映画『Touch the Sound』を観る(聴く)
人魂(ひとだま)としての「振動する私たち」と、光を通して描かれる《音》の世界

耳 勾玉 Tomoe (ha) 55%

「もしかするとまだ僅かに聴覚が残っているのがいけないのかもしれない」。

ひょっとすると「聴覚障害者」がむしろわれわれの聞くことのできない《音》を捉えているかもしれない、というようことは以前から言われてきたことだ。だが、音と光しか捉えられないはずの映画が、所謂「健常者」が捉え損なっている「存在」や「認識」の別様態が《実在》することを、これほどみずみずしく描くことができたのはほとんど奇跡のようである。

そしてこの「奇跡的効能」は、映画を観た後、直ちに作用し始める。「映画館に走れ」と伝え、それを観て来た友人は、その作用により「映画館から走った」という。それは最後にもう一度言及するように、実にこの映画の本質を言い当てた表現だ。

まず映画は、ドキュメントの主体であるエヴリン・グレニー (Evelyn Glennie) が即興ギタリスト、フレッド・フリス (Fred Frith)とのセッションシーンを通して、彼女にほとんど音が聞こえていないとはにわかに信じ難いほどの音楽性を見せつける。トーマス・リーデルスハイマー監督は、われわれの最大の関心事であり得る「彼女の秘密」を証さず、心憎いことに「前提」として冒頭では敢えて断らない(その秘密はあちこちで既に行われている様々なレビューや日記などによってほとんど無化されてしまっているのだが)。

聞こえなくなったために、伸長させざるを得なくなったエヴリンのある種のセンス(感覚)。それは、存在の振動性を「別の耳」で捉えるという方法だった。その方法を伸長させ体全体を共鳴体とし、全身で存在の振動を受け止めること、「触る: Touch」ことを始めたために、彼女は「音が耳で聞こえる人は、自分がしているように音を聞いて(触って)いない」ことを知っている。だが、彼女の音楽に匹敵するような驚くべきことが彼女の発言を通して「Touch the Sound」全編を通して紹介される。「もしかするとまだ僅かに聴覚が残っているのがいけないのかもしれない」。そのように彼女をして言わしめた実存の振動性。それにわれわれの関心は移っていき、それがその実在が確信に変わっていく時、映画の鑑賞者はもはや映画を見、音を聞く人ではなくなっているのだ。それはひとつの「悟り」とでも呼びたくなるような何かを「体感」し始めているのだ。

目標
a) 『Touch the Sound』の映画評によると、映画の冒頭でエヴリン・グレニーとセッションする即興ギタリストは誰か。
b) 『Touch the Sound』の映画評から、「人魂(ひとだま)としての「振動する私たち」と、光を通して描かれる《音》の世界」から「画の本質を言い当てた表現だ。」までを、両端も含めてそのまま書き写せ。
c) 『Touch the Sound』の映画評にある次の一文を英語に訳せ。「そしてこの「奇跡的効能」は、映画を観た後、直ちに作用し始める。」

記録一覧

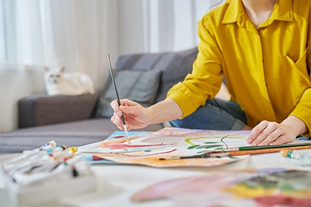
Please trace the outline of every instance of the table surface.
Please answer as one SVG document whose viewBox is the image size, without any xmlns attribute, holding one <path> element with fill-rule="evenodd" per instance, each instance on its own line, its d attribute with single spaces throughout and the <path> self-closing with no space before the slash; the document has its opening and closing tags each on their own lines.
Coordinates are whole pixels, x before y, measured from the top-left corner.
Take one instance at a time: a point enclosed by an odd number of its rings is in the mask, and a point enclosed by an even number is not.
<svg viewBox="0 0 311 207">
<path fill-rule="evenodd" d="M 93 148 L 97 144 L 81 146 L 79 150 Z M 81 155 L 79 153 L 76 155 L 77 157 Z M 0 161 L 11 156 L 14 155 L 0 157 Z M 283 157 L 280 152 L 251 155 L 244 159 L 216 167 L 156 168 L 134 165 L 93 164 L 91 169 L 97 179 L 95 192 L 63 198 L 57 202 L 46 204 L 44 206 L 171 206 L 173 203 L 167 199 L 135 202 L 131 197 L 143 188 L 167 179 L 224 170 L 263 168 L 311 171 L 311 167 L 300 166 L 299 160 Z M 0 188 L 4 188 L 3 181 L 0 179 Z M 4 190 L 0 190 L 1 201 L 6 197 L 3 192 Z"/>
</svg>

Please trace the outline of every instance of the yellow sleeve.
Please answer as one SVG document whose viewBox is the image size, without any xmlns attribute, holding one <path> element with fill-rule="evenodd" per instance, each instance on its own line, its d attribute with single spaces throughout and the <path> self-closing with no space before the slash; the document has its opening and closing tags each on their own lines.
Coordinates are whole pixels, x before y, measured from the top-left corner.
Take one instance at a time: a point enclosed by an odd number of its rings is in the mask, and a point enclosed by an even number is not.
<svg viewBox="0 0 311 207">
<path fill-rule="evenodd" d="M 309 13 L 309 23 L 311 23 L 311 12 Z M 310 25 L 310 23 L 309 23 Z M 306 63 L 309 77 L 311 79 L 311 26 L 308 28 L 308 50 Z M 290 116 L 296 116 L 301 119 L 307 126 L 308 132 L 302 135 L 306 137 L 311 137 L 311 88 L 305 90 L 300 99 L 299 103 L 296 106 L 295 109 L 290 113 Z"/>
<path fill-rule="evenodd" d="M 175 100 L 182 110 L 182 118 L 191 114 L 207 99 L 215 97 L 223 81 L 222 55 L 213 35 L 214 28 L 207 16 L 198 25 L 198 53 L 191 74 L 184 81 L 173 86 L 167 98 Z"/>
</svg>

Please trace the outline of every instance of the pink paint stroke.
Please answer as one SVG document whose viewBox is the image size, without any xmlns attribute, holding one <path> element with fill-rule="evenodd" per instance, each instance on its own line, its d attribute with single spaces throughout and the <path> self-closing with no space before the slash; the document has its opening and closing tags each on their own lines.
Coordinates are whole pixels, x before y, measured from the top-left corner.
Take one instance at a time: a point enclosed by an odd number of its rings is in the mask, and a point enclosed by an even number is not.
<svg viewBox="0 0 311 207">
<path fill-rule="evenodd" d="M 148 154 L 148 155 L 126 155 L 126 154 L 118 153 L 118 152 L 111 152 L 111 154 L 127 156 L 127 157 L 146 157 L 146 156 L 150 156 L 150 155 L 161 155 L 161 154 L 167 154 L 167 153 L 170 153 L 170 152 L 173 152 L 173 151 L 176 151 L 176 150 L 177 150 L 177 149 L 173 149 L 173 150 L 171 150 L 167 151 L 167 152 L 158 152 L 158 153 Z"/>
</svg>

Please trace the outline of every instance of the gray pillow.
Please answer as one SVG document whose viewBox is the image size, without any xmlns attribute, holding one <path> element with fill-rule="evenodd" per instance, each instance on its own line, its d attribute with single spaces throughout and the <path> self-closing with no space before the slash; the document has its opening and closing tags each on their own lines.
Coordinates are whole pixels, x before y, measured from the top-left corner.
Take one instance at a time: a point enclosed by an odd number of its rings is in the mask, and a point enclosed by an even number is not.
<svg viewBox="0 0 311 207">
<path fill-rule="evenodd" d="M 128 99 L 144 107 L 155 103 L 161 77 L 159 70 L 113 70 L 115 85 L 120 99 Z M 104 91 L 100 95 L 95 117 L 111 117 L 113 110 L 110 106 L 116 96 L 111 78 L 107 81 Z"/>
</svg>

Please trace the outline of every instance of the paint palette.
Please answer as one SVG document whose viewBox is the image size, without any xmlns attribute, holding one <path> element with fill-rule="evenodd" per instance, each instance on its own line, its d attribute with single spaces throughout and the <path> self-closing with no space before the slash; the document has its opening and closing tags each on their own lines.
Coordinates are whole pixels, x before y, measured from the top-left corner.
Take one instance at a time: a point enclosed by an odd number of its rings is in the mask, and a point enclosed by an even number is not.
<svg viewBox="0 0 311 207">
<path fill-rule="evenodd" d="M 267 168 L 167 180 L 132 199 L 173 200 L 174 206 L 311 206 L 311 172 Z"/>
</svg>

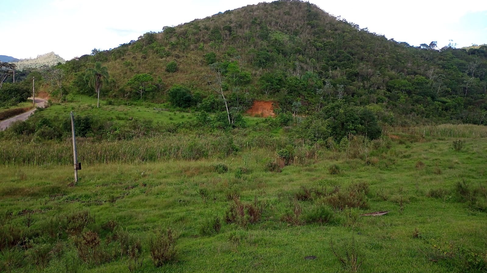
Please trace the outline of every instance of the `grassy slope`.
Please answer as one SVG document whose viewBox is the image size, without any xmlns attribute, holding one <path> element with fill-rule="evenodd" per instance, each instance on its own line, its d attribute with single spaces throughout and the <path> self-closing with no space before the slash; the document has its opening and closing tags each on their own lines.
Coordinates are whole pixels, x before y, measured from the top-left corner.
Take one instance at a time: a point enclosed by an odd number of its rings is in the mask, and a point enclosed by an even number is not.
<svg viewBox="0 0 487 273">
<path fill-rule="evenodd" d="M 365 166 L 358 160 L 336 162 L 323 159 L 286 167 L 280 173 L 262 171 L 261 160 L 272 156 L 272 152 L 247 151 L 243 156 L 249 158 L 251 172 L 241 179 L 233 175 L 243 164 L 240 157 L 230 165 L 229 173 L 223 174 L 214 173 L 215 162 L 211 160 L 130 165 L 87 163 L 75 187 L 66 187 L 72 178 L 71 167 L 0 167 L 3 197 L 0 209 L 49 209 L 34 215 L 37 221 L 33 229 L 53 216 L 87 209 L 96 215 L 95 226 L 115 220 L 142 239 L 145 272 L 339 272 L 342 267 L 331 251 L 330 242 L 344 251 L 343 246 L 350 244 L 353 236 L 363 261 L 361 272 L 455 272 L 444 261 L 429 261 L 419 249 L 428 253 L 431 244 L 450 241 L 487 247 L 485 213 L 469 211 L 450 195 L 444 199 L 426 196 L 431 188 L 450 191 L 462 180 L 485 185 L 487 139 L 467 141 L 461 152 L 450 149 L 450 139 L 397 144 L 381 155 L 375 166 Z M 425 164 L 424 168 L 415 167 L 419 161 Z M 328 173 L 332 163 L 340 166 L 340 174 Z M 441 174 L 434 173 L 436 168 Z M 289 206 L 287 197 L 280 197 L 282 194 L 295 192 L 301 186 L 329 188 L 358 181 L 367 182 L 371 187 L 370 207 L 360 212 L 392 212 L 380 217 L 360 218 L 355 227 L 341 224 L 296 227 L 279 221 Z M 142 187 L 143 183 L 147 186 Z M 210 200 L 203 204 L 197 193 L 200 188 L 214 192 L 215 202 Z M 199 236 L 198 227 L 205 219 L 224 214 L 229 203 L 224 193 L 228 188 L 240 191 L 244 200 L 250 201 L 257 195 L 266 204 L 264 220 L 248 229 L 224 225 L 216 236 Z M 388 201 L 377 197 L 383 191 Z M 111 204 L 107 202 L 111 195 L 120 198 Z M 399 195 L 410 200 L 402 212 L 391 201 Z M 301 202 L 304 210 L 311 203 Z M 22 217 L 17 216 L 12 222 L 22 225 Z M 148 242 L 155 230 L 168 226 L 180 236 L 179 261 L 156 269 L 150 261 Z M 419 239 L 412 238 L 416 228 L 421 232 Z M 232 237 L 241 239 L 235 242 L 230 239 Z M 304 260 L 308 255 L 318 258 Z M 62 269 L 62 259 L 53 260 L 45 271 Z M 127 272 L 125 263 L 118 259 L 96 270 Z M 81 269 L 86 272 L 94 270 L 86 265 Z"/>
</svg>

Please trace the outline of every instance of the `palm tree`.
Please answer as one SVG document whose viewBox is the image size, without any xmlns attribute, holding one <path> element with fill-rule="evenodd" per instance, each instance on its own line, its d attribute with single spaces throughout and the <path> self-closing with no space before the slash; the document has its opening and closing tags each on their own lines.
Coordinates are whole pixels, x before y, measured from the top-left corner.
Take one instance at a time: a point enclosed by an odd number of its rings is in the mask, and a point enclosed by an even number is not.
<svg viewBox="0 0 487 273">
<path fill-rule="evenodd" d="M 96 107 L 100 107 L 100 89 L 103 83 L 108 82 L 108 69 L 107 67 L 101 66 L 101 63 L 96 62 L 94 64 L 94 68 L 86 69 L 85 78 L 90 83 L 90 85 L 94 88 L 98 95 L 98 101 L 96 102 Z"/>
</svg>

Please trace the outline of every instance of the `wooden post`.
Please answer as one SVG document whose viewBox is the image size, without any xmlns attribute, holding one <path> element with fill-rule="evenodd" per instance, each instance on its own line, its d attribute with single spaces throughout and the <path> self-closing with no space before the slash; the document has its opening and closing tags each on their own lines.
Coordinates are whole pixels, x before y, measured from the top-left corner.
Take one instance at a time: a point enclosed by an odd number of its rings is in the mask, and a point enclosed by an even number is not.
<svg viewBox="0 0 487 273">
<path fill-rule="evenodd" d="M 75 136 L 75 119 L 71 112 L 71 134 L 73 136 L 73 161 L 75 166 L 75 184 L 78 183 L 78 159 L 76 153 L 76 138 Z"/>
<path fill-rule="evenodd" d="M 36 107 L 36 94 L 34 92 L 34 78 L 32 78 L 32 106 Z"/>
</svg>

練習問題の解答
a) フレッド・フリス (Fred Frith)

b)
人魂(ひとだま)としての「振動する私たち」と、光を通して描かれる《音》の世界

耳 勾玉 Tomoe (ha) 55%

「もしかするとまだ僅かに聴覚が残っているのがいけないのかもしれない」。

ひょっとすると「聴覚障害者」がむしろわれわれの聞くことのできない《音》を捉えているかもしれない、というようことは以前から言われてきたことだ。だが、音と光しか捉えられないはずの映画が、所謂「健常者」が捉え損なっている「存在」や「認識」の別様態が《実在》することを、これほどみずみずしく描くことができたのはほとんど奇跡のようである。

そしてこの「奇跡的効能」は、映画を観た後、直ちに作用し始める。「映画館に走れ」と伝え、それを観て来た友人は、その作用により「映画館から走った」という。それは最後にもう一度言及するように、実にこの映画の本質を言い当てた表現だ。

c) And this "miraculous effect" begins to work immediately after one has seen the film.